> **Given request 1**:
Update the carrier outage runbook by reproducing the passage between "Carrier API outage" and "and customer communications.", inclusive, with "rate lookup" changed to "address validation".

------------------------------------------------------------------------

Carrier API outage — on-call runbook

Document

What to do when one or more of Acme's downstream carrier APIs (UPS, FedEx, DHL, USPS) start failing label generation or rate lookup. Covers detection, triage, mitigation, and customer communications.

Document Owner	Jordan Lee — SRE Lead, Shipping Services
Department	Platform Engineering — Shipping
Date
Document Type	Document
Classification	Internal · Engineering On-call

Overview

When to use this runbook. You're the on-call SRE for Shipping Services, and one of the following is happening:

PagerDuty fired carrier-api-error-rate or carrier-api-latency-p95.
The customer status page is showing > 200 5xx/minute on /api/shipping/label or /api/shipping/rate.
Vendor Operations has reported in #carrier-ops that labels aren't printing for one or more warehouses.

Expected runtime. Detect & triage: ~5 min. Mitigation: 5–30 min depending on which carrier and whether their incident is acknowledged. Comms close: ~10 min.

On-call contacts. Primary: SRE Shipping rotation (PagerDuty service shipping-sre). Secondary: Tech Lead Priya Mehta. Escalation: VP Eng Marcus Tan after 30 min unresolved.

Step 01

Acknowledge the page, open the Shipping Services dashboard, and identify the impacted carrier.

------------------------------------------------------------------------

> **Given request 2**:
Format the records between the lines holding "the white sofa" and "x=116, y=671", inclusive, as a Markdown table with the columns Number and Record line. Give one row per line and omit blank lines.

> **Information provided**:
------------------------------------------------------------------------

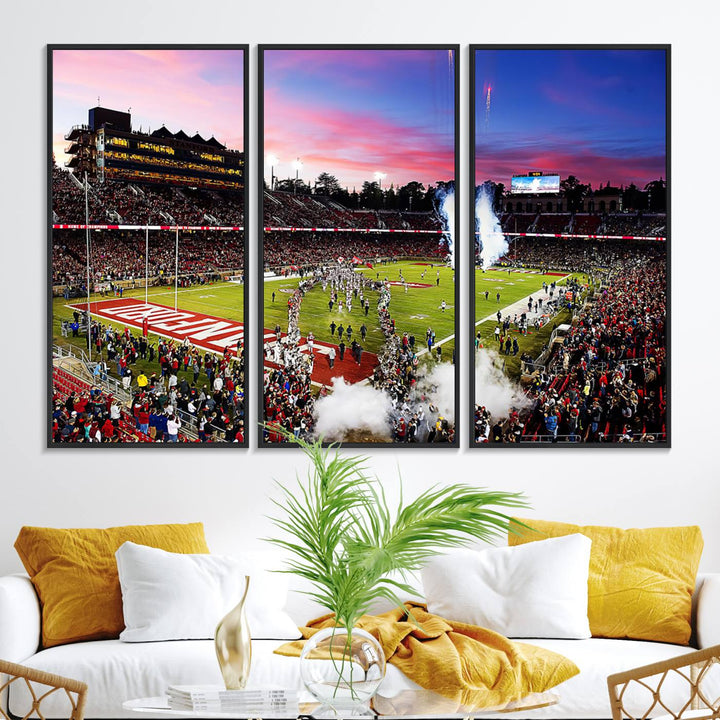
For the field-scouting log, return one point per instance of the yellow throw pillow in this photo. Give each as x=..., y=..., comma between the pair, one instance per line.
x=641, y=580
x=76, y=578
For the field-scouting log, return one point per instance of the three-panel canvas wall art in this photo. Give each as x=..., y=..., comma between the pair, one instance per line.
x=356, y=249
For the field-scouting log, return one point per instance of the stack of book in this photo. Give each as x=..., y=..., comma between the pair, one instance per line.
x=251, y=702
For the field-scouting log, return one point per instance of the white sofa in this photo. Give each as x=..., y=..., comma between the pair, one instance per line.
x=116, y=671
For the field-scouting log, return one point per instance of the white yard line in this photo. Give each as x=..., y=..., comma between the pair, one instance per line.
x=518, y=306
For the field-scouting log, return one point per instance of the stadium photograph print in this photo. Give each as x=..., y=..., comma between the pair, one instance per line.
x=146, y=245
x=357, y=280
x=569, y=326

------------------------------------------------------------------------

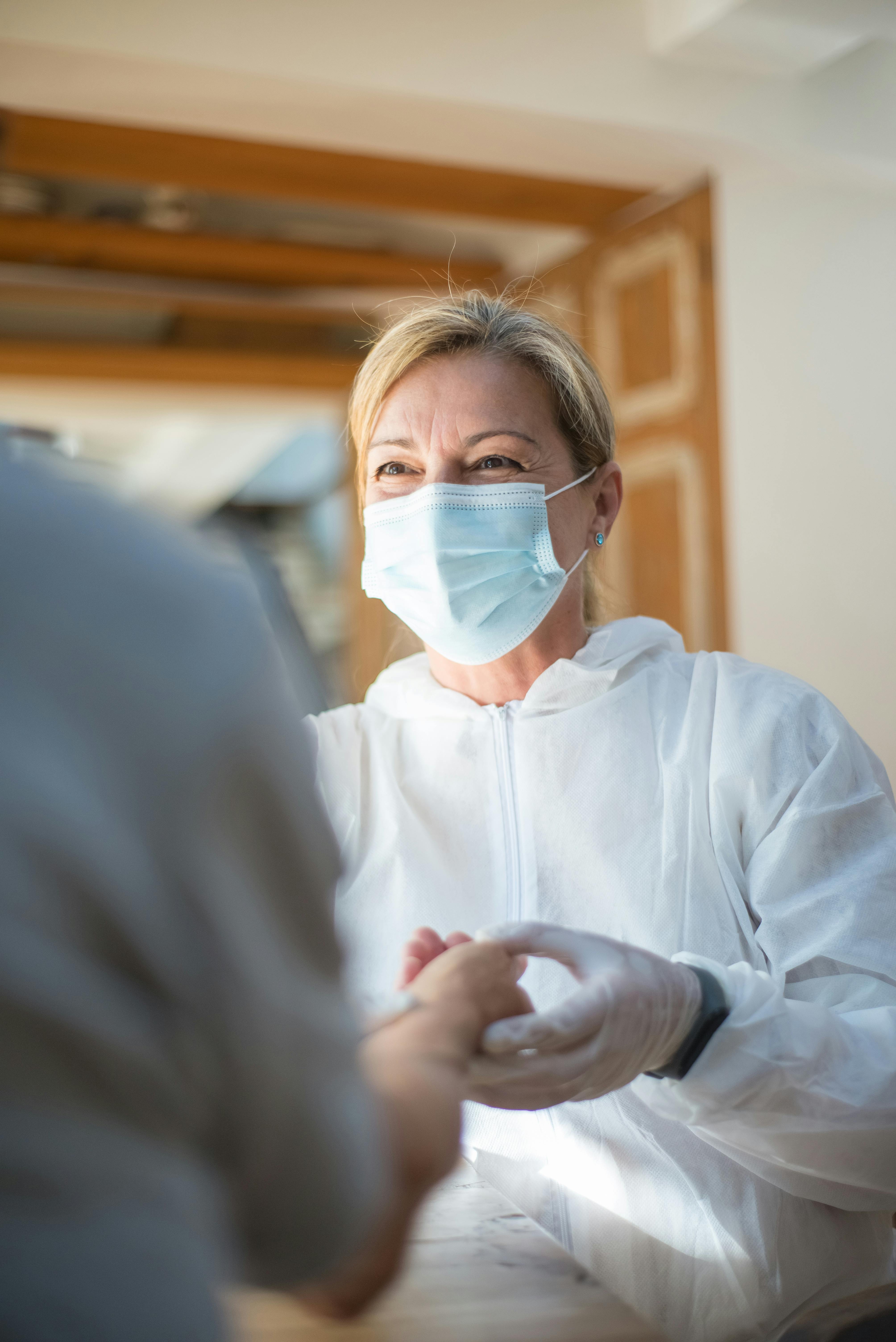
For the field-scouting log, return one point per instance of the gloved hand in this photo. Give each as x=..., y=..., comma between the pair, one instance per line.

------------------------------------------------------------------------

> **Correct response 1**:
Carrier API outage — on-call runbook

Document

What to do when one or more of Acme's downstream carrier APIs (UPS, FedEx, DHL, USPS) start failing label generation or address validation. Covers detection, triage, mitigation, and customer communications.

> **Correct response 2**:
| Number | Record line |
|---|---|
| 1 | For the field-scouting log, return one point per instance of the white sofa in this photo. Give each as x=..., y=..., comma between the pair, one instance per line. |
| 2 | x=116, y=671 |